**Work required:** Starting at the line that contains "If you could place a marker on the green tree" and ending with the line that contains "point(656, 279)", turn those lines into a numbered list with any blank lines left out.
--- Start of Excerpted records ---
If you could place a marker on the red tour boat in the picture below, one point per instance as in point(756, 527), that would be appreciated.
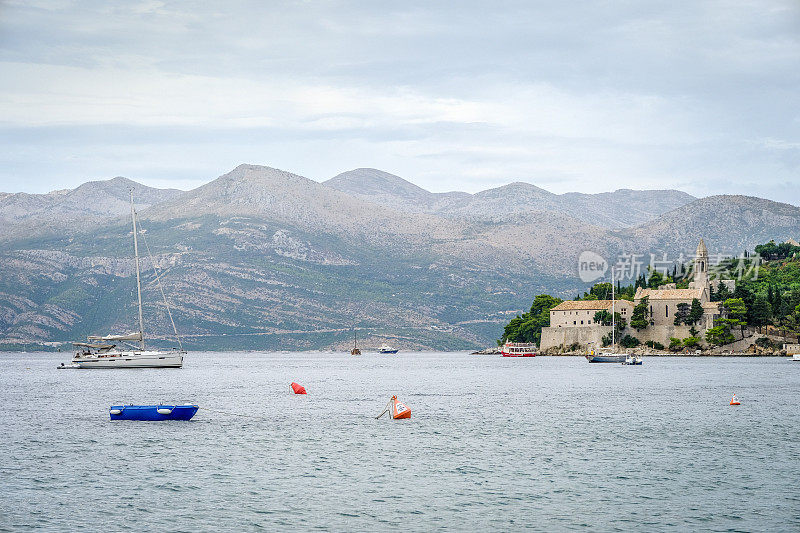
point(518, 349)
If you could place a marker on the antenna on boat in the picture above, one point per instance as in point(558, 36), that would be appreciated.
point(138, 276)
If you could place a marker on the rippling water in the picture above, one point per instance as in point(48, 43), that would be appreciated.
point(493, 444)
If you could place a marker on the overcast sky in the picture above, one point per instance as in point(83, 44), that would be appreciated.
point(570, 96)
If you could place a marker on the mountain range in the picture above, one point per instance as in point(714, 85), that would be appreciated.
point(261, 258)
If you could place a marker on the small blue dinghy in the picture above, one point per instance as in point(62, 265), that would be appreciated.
point(153, 412)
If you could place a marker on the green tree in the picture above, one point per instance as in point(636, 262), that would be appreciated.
point(528, 327)
point(692, 342)
point(721, 333)
point(760, 311)
point(640, 315)
point(723, 293)
point(629, 342)
point(736, 311)
point(602, 317)
point(602, 291)
point(682, 314)
point(696, 312)
point(656, 279)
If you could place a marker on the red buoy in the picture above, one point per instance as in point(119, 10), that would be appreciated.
point(399, 410)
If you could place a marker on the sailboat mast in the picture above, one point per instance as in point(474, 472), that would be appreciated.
point(138, 276)
point(613, 314)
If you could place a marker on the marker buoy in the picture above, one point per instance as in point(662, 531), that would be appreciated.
point(397, 410)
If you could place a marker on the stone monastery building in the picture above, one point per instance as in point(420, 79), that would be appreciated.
point(572, 322)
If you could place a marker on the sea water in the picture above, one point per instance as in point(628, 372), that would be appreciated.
point(545, 443)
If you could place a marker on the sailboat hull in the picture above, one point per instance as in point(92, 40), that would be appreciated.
point(173, 359)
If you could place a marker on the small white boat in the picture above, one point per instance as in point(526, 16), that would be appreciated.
point(103, 351)
point(606, 357)
point(518, 349)
point(632, 360)
point(387, 349)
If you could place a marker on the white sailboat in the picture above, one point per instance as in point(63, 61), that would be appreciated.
point(611, 356)
point(105, 351)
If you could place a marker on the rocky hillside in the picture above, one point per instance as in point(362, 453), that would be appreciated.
point(619, 209)
point(265, 259)
point(68, 210)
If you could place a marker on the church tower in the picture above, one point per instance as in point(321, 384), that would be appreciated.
point(701, 268)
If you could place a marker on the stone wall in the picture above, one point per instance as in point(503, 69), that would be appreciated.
point(557, 338)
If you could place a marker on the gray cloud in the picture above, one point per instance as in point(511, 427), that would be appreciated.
point(586, 96)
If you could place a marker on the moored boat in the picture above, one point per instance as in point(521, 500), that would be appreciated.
point(632, 359)
point(606, 357)
point(106, 352)
point(387, 349)
point(153, 412)
point(518, 349)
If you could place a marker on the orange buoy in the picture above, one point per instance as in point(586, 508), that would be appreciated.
point(396, 409)
point(399, 410)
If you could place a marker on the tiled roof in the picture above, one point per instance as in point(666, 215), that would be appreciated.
point(586, 305)
point(669, 294)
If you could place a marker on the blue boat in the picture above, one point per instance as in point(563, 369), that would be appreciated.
point(153, 412)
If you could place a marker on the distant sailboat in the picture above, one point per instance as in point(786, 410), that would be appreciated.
point(103, 352)
point(611, 356)
point(355, 350)
point(387, 349)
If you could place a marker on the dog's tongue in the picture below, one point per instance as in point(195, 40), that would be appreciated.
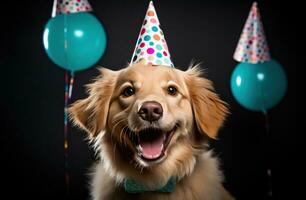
point(152, 149)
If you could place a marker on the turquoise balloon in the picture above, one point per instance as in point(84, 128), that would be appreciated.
point(74, 41)
point(259, 87)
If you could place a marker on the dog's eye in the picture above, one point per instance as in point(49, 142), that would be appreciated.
point(172, 90)
point(128, 91)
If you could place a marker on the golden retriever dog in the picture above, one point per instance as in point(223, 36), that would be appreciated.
point(151, 124)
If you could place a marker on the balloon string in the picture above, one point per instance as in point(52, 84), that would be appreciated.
point(66, 143)
point(71, 84)
point(269, 171)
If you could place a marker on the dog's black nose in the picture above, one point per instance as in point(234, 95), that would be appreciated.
point(150, 111)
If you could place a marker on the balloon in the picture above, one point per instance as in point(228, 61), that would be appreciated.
point(74, 41)
point(260, 86)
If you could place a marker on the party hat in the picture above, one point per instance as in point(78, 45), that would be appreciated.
point(70, 6)
point(151, 45)
point(252, 46)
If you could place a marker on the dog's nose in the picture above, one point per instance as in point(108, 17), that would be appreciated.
point(150, 111)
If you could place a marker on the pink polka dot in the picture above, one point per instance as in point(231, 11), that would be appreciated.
point(165, 46)
point(153, 20)
point(151, 58)
point(150, 50)
point(142, 44)
point(142, 31)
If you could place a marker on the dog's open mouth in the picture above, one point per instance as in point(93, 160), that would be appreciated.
point(152, 143)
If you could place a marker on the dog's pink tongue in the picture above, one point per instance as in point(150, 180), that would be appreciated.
point(152, 149)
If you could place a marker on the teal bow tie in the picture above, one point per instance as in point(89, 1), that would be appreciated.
point(132, 186)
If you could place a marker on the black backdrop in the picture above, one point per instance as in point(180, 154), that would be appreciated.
point(32, 92)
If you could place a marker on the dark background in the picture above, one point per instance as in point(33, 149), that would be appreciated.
point(32, 92)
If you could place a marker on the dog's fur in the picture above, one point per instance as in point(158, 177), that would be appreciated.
point(196, 112)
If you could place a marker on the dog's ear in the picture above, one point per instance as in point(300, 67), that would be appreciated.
point(91, 113)
point(209, 110)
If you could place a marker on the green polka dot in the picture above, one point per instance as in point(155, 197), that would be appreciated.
point(158, 47)
point(159, 62)
point(167, 60)
point(154, 28)
point(159, 55)
point(147, 38)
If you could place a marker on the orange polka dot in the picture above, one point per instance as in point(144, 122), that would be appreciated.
point(156, 37)
point(150, 13)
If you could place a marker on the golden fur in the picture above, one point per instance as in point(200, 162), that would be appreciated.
point(196, 112)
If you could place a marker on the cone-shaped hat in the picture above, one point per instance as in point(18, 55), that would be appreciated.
point(151, 45)
point(252, 46)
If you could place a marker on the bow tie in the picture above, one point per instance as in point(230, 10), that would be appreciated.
point(134, 187)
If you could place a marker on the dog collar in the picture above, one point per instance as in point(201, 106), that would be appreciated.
point(134, 187)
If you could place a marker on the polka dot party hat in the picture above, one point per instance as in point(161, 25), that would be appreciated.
point(151, 46)
point(252, 46)
point(70, 6)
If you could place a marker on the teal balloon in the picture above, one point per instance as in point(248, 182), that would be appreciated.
point(74, 41)
point(259, 87)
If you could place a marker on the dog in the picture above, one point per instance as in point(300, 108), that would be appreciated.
point(151, 124)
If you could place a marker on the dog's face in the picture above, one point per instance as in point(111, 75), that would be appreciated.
point(153, 118)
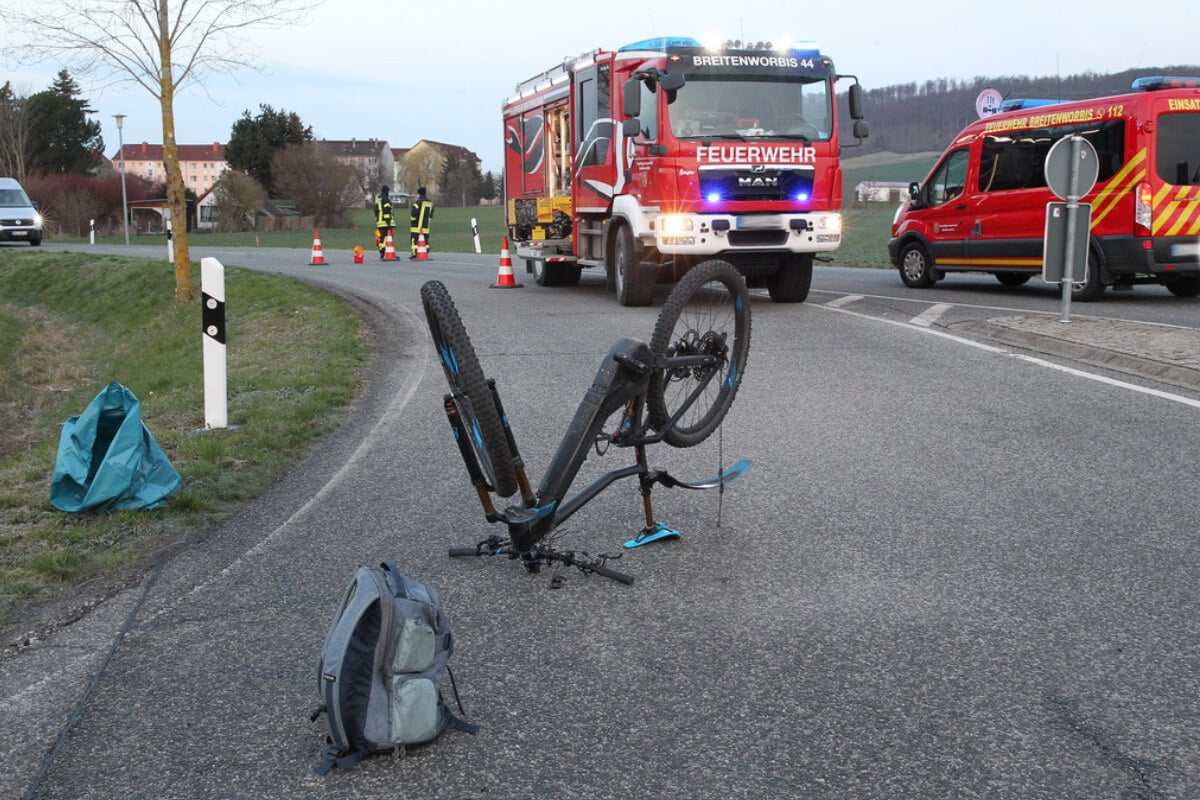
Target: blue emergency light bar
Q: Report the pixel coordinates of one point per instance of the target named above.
(1156, 83)
(1018, 104)
(660, 43)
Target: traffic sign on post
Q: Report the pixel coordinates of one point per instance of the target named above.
(1072, 168)
(1071, 172)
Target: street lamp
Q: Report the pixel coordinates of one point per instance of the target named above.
(125, 203)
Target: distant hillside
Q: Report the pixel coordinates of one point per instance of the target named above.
(917, 118)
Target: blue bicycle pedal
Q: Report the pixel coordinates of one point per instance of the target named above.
(647, 536)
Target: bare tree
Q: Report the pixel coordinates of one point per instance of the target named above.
(15, 132)
(159, 44)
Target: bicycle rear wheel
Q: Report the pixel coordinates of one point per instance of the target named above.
(707, 314)
(472, 396)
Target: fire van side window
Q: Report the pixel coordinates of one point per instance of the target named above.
(949, 179)
(1177, 158)
(1017, 160)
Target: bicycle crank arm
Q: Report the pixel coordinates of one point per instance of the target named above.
(724, 479)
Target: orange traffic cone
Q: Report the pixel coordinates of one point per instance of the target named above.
(505, 280)
(317, 257)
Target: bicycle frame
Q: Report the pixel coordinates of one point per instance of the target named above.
(622, 380)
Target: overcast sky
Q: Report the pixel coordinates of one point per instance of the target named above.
(419, 70)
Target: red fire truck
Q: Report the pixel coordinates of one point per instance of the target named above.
(649, 158)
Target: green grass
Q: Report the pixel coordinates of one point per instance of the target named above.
(450, 233)
(72, 323)
(867, 227)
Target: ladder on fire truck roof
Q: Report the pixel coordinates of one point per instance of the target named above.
(555, 74)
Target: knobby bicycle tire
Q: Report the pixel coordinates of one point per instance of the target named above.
(707, 313)
(473, 397)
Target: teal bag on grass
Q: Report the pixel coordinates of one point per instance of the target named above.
(108, 461)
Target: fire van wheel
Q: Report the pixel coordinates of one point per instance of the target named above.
(1092, 288)
(791, 283)
(1183, 287)
(916, 268)
(633, 282)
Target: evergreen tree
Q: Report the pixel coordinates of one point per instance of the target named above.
(255, 140)
(61, 138)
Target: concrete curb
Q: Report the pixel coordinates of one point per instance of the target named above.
(1111, 352)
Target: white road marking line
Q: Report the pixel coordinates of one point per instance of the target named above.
(845, 300)
(1079, 373)
(927, 318)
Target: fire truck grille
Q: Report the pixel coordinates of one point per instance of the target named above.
(756, 182)
(757, 238)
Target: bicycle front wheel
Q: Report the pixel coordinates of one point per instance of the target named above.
(472, 396)
(706, 319)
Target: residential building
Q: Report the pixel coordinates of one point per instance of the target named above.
(423, 163)
(371, 157)
(201, 163)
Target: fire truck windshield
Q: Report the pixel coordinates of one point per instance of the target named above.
(724, 108)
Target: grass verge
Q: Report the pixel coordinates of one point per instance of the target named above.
(72, 323)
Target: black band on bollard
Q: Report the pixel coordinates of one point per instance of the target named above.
(213, 318)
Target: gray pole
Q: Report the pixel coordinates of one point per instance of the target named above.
(1072, 214)
(125, 202)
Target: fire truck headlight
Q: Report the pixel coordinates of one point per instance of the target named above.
(673, 226)
(829, 223)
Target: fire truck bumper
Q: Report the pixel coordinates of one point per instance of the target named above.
(706, 234)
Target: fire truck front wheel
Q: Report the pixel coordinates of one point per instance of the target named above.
(631, 280)
(916, 268)
(791, 283)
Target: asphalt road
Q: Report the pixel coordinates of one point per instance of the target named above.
(952, 572)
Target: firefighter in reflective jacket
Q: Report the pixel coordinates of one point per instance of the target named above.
(384, 220)
(420, 218)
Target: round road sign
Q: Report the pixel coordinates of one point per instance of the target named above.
(1068, 152)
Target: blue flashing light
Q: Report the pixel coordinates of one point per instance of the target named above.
(1153, 83)
(1018, 103)
(805, 47)
(660, 43)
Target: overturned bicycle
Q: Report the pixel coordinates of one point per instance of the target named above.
(676, 389)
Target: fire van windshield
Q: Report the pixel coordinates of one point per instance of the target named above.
(717, 108)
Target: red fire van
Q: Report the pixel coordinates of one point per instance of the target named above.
(983, 206)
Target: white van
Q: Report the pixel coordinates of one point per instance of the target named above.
(19, 220)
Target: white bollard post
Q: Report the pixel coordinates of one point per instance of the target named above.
(216, 413)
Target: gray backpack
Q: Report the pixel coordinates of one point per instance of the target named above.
(379, 675)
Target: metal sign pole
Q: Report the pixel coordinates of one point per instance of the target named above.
(1072, 221)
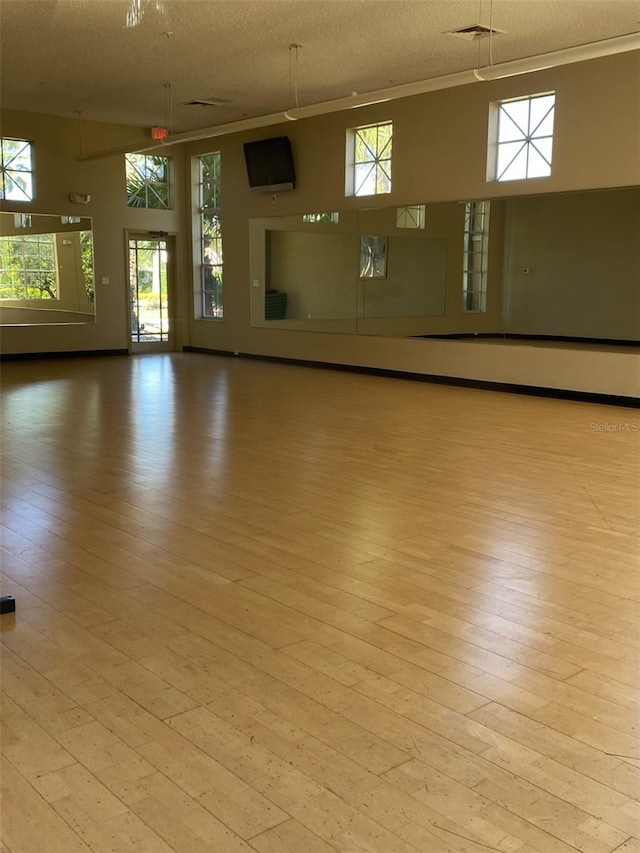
--- End of Excerpted records ---
**Exercise response:**
1. If you could place a marker on the green tree in the picture above, one point per instance as in point(636, 262), that would be appreciated.
2. point(528, 327)
3. point(692, 342)
4. point(721, 333)
5. point(760, 311)
6. point(640, 315)
7. point(723, 293)
8. point(629, 342)
9. point(736, 311)
10. point(602, 317)
11. point(602, 291)
12. point(682, 314)
13. point(696, 312)
14. point(656, 279)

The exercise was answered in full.